- **Exercise directions**:
Please return every line below that contains the string "goat".

- **Task input**:

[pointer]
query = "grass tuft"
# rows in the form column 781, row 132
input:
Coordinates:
...
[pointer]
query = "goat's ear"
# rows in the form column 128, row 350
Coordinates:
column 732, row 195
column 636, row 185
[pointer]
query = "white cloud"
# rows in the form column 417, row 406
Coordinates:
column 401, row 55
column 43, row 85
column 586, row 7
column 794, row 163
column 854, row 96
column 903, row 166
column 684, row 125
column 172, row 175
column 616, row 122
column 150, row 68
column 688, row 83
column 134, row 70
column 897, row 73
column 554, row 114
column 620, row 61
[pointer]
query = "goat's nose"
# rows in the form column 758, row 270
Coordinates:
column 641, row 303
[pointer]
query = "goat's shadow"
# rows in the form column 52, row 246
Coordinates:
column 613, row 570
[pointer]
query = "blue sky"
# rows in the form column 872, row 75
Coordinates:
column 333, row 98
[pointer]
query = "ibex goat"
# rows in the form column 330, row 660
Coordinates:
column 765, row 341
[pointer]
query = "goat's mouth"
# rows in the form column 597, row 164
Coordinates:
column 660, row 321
--
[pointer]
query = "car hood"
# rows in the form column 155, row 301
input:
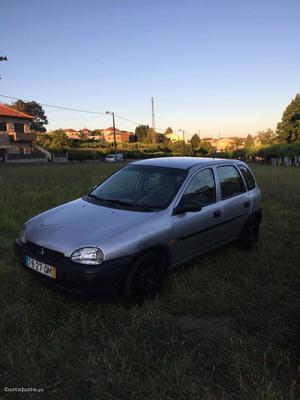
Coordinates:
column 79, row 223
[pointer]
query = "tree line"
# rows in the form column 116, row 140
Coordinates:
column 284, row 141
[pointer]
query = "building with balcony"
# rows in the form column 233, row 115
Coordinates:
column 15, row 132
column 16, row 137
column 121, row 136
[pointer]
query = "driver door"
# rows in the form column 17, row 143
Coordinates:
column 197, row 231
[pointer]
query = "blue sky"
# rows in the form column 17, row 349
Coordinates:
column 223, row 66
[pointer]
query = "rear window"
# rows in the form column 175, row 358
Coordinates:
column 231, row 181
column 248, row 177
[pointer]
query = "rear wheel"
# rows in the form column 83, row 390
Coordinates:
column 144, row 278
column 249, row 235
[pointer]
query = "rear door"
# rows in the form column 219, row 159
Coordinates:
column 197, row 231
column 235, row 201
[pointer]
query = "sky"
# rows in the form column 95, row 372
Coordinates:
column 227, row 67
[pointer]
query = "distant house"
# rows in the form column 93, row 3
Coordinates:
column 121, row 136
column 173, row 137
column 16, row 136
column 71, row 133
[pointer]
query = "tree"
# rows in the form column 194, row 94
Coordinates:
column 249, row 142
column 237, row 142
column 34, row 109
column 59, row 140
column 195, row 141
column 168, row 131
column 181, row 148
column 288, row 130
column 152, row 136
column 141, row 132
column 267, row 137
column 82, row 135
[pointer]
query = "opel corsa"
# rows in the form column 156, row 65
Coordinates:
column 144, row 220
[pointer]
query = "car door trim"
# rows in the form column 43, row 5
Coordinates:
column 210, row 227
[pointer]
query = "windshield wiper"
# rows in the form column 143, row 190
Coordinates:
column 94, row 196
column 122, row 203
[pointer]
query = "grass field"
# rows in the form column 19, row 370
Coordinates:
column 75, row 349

- **Result for this task**:
query = "goat's ear"
query = "goat's nose"
query = "goat's shadow"
query = "ibex goat"
query = "goat's mouth"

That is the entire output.